• _WHAT YOU ARE ASKED TO DO_:
Copy out all the entries word for word.

— START EXERCISE INPUT —

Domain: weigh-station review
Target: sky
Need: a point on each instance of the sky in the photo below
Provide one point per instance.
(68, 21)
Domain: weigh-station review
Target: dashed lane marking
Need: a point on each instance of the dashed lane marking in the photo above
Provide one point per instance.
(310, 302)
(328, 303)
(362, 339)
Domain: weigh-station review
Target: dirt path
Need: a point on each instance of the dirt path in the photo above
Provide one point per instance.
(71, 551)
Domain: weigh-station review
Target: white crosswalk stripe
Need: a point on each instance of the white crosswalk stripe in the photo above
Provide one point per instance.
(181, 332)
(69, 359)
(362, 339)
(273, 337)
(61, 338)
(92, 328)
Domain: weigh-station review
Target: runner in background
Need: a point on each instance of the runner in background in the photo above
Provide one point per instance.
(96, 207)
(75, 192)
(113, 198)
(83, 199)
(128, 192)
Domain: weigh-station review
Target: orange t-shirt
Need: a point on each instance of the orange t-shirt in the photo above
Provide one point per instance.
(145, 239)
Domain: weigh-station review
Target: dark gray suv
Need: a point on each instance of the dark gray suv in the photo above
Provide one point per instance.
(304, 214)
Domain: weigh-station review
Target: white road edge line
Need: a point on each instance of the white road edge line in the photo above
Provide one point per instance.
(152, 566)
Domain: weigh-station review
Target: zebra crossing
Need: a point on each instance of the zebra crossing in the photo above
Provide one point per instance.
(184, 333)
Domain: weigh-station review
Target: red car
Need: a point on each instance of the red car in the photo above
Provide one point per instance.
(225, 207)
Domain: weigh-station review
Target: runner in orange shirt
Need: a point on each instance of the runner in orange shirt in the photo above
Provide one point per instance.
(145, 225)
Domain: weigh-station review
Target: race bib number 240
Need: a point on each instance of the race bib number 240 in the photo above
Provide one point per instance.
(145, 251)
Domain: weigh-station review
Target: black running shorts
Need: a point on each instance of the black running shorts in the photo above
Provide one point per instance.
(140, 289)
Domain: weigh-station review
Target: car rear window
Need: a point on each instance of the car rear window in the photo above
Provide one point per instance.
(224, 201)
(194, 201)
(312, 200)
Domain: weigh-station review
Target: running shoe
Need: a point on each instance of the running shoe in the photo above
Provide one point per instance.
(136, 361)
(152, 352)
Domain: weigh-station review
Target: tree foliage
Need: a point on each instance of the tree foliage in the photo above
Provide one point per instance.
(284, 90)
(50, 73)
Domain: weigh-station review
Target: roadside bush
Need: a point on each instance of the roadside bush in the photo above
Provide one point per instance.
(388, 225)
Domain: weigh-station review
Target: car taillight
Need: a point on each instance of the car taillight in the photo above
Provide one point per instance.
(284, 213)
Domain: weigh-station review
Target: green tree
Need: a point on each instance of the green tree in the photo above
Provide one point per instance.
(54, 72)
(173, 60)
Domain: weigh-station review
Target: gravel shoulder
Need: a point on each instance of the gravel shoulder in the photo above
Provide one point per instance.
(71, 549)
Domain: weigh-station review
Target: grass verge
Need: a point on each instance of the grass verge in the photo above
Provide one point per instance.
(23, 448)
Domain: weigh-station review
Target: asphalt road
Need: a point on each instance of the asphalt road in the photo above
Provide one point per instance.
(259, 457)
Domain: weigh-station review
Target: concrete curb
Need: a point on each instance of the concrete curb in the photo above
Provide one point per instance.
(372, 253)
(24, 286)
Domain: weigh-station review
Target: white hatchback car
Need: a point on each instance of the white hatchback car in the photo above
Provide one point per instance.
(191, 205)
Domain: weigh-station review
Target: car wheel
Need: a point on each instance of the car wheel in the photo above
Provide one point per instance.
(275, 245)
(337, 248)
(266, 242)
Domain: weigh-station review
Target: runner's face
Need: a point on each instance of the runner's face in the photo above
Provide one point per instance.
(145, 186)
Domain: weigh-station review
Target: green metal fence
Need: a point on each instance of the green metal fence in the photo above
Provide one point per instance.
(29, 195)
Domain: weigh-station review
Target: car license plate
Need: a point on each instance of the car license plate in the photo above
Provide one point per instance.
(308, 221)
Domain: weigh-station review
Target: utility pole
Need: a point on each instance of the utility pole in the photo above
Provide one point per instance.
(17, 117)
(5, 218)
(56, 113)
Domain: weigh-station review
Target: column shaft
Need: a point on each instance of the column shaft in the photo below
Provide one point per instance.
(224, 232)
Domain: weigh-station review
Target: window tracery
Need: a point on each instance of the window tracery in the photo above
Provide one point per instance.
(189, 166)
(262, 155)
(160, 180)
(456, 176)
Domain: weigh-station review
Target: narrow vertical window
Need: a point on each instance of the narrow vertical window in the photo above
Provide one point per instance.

— END EXERCISE INPUT —

• _WRITTEN SOLUTION_:
Domain: weigh-station review
Target: sky
Need: a point on each instance of the sky in the photo below
Provide one point per instance.
(68, 21)
Domain: weigh-station review
Target: dashed lane marking
Need: a point on each instance of the dashed lane marking in the photo above
Provide one point per instance.
(310, 302)
(328, 303)
(362, 339)
Domain: weigh-station review
Target: dirt path
Need: a point on each instance of the dirt path in the photo above
Provide one point per instance.
(71, 551)
Domain: weigh-station review
Target: white crosswalk stripe
Need: a point on each instance of the white crosswalk stripe in the photo above
Provide one point per instance.
(181, 332)
(69, 359)
(362, 339)
(273, 337)
(61, 338)
(92, 328)
Domain: weigh-station review
Target: runner in background
Need: a point on each instance of the runner in background in the photo above
Provide one point per instance.
(96, 207)
(75, 192)
(113, 198)
(83, 199)
(128, 192)
Domain: weigh-station review
Target: orange t-shirt
Need: a point on each instance of the orange t-shirt in the photo above
Provide one point per instance.
(145, 239)
Domain: weigh-station review
Target: dark gray suv
Need: a point on each instance of the dark gray suv in the photo above
Provide one point per instance.
(304, 214)
Domain: weigh-station review
Target: white road edge line
Need: a point on each instance of the white road edge line in the photo above
Provide one point per instance.
(152, 566)
Domain: weigh-station review
Target: zebra crossing
Need: a point on each instance of the zebra crossing in the photo above
Provide one point per instance.
(184, 333)
Domain: weigh-station review
Target: red car
Need: a point on each instance of the red car in the photo above
Provide one point per instance.
(225, 207)
Domain: weigh-station review
Target: runner in orange shirt
Need: a point on each instance of the runner in orange shirt in the photo above
Provide one point per instance.
(145, 225)
Domain: weigh-station review
Target: race bib number 240
Need: a point on each instance of the race bib number 240 in the photo above
Provide one point per instance.
(145, 251)
Domain: weigh-station review
Target: black running shorts
Need: a point on each instance of the black running shorts in the photo above
Provide one point per instance.
(140, 289)
Domain: weigh-station review
Target: car rear window
Need: a point on each instance of the car rear window in the photo above
Provide one point per instance.
(224, 201)
(194, 201)
(312, 200)
Domain: weigh-station review
Target: running shoe
Need: a point on each instance of the running shoe in the photo above
Provide one point per instance.
(136, 361)
(152, 352)
Domain: weigh-station review
Target: tree foliage
Need: a point on each instance of the tree foliage in the photo above
Provide one point per instance.
(284, 90)
(50, 73)
Domain: weigh-station review
Target: roadside bush
Need: a point on each instance of the roadside bush in the photo above
Provide one point per instance.
(388, 225)
Domain: weigh-station review
Target: car taillight
Need: a point on each instance of the car taillight in the photo above
Provide one point per instance.
(284, 213)
Domain: weigh-station review
Target: green tree
Need: a point on each instance of the green tree in the photo above
Provide one point per instance.
(54, 72)
(173, 60)
Domain: weigh-station review
Target: gravel shoulder
Need: a point on each instance of the gravel shoulder in the photo above
Provide one point per instance.
(71, 549)
Domain: weigh-station review
Target: grass verge
Need: a point on each instance of the grass verge in the photo above
Provide one point per instance.
(23, 448)
Domain: weigh-station review
Target: asphalt road
Need: a point on each instance of the asphalt road in the photo above
Provide one point per instance.
(259, 457)
Domain: weigh-station review
Target: concrete curb
Need: a point on each instance of the concrete curb in the photo above
Provide one point per instance.
(372, 253)
(24, 286)
Domain: weigh-station review
Target: white hatchback car
Need: a point on each instance of the white hatchback car in the photo above
Provide one point per instance.
(191, 205)
Domain: weigh-station review
Target: car wheel
Need: a point on each instance of the car wheel in the photo above
Provide one point per instance.
(275, 245)
(337, 248)
(266, 242)
Domain: weigh-station review
Target: runner's face
Need: a point on each instance of the runner's face in the photo above
Provide one point per instance.
(145, 186)
Domain: weigh-station review
Target: green metal fence
Need: a point on each instance of the green metal fence in the photo above
Provide one point per instance.
(29, 195)
Domain: weigh-station review
Target: car license plate
Need: a point on each instance of the car license plate in the photo above
Provide one point per instance.
(308, 221)
Domain: weigh-station review
Target: utility pole
Need: a point on each instance of the utility pole in the photo above
Provide one point per instance.
(17, 117)
(5, 218)
(56, 113)
Domain: weigh-station review
Target: column shaft
Need: a point on each instance of the column shaft in the photo below
Provide one point per instance.
(224, 232)
Domain: weigh-station review
Target: window tracery
Need: a point on each instance of the window tracery in the photo above
Provide one point per instance.
(189, 166)
(262, 155)
(160, 180)
(456, 176)
Domain: weigh-station review
Target: narrow vertical window
Need: a point on each instance of the narrow vertical window in the photo above
Provide one point per instance.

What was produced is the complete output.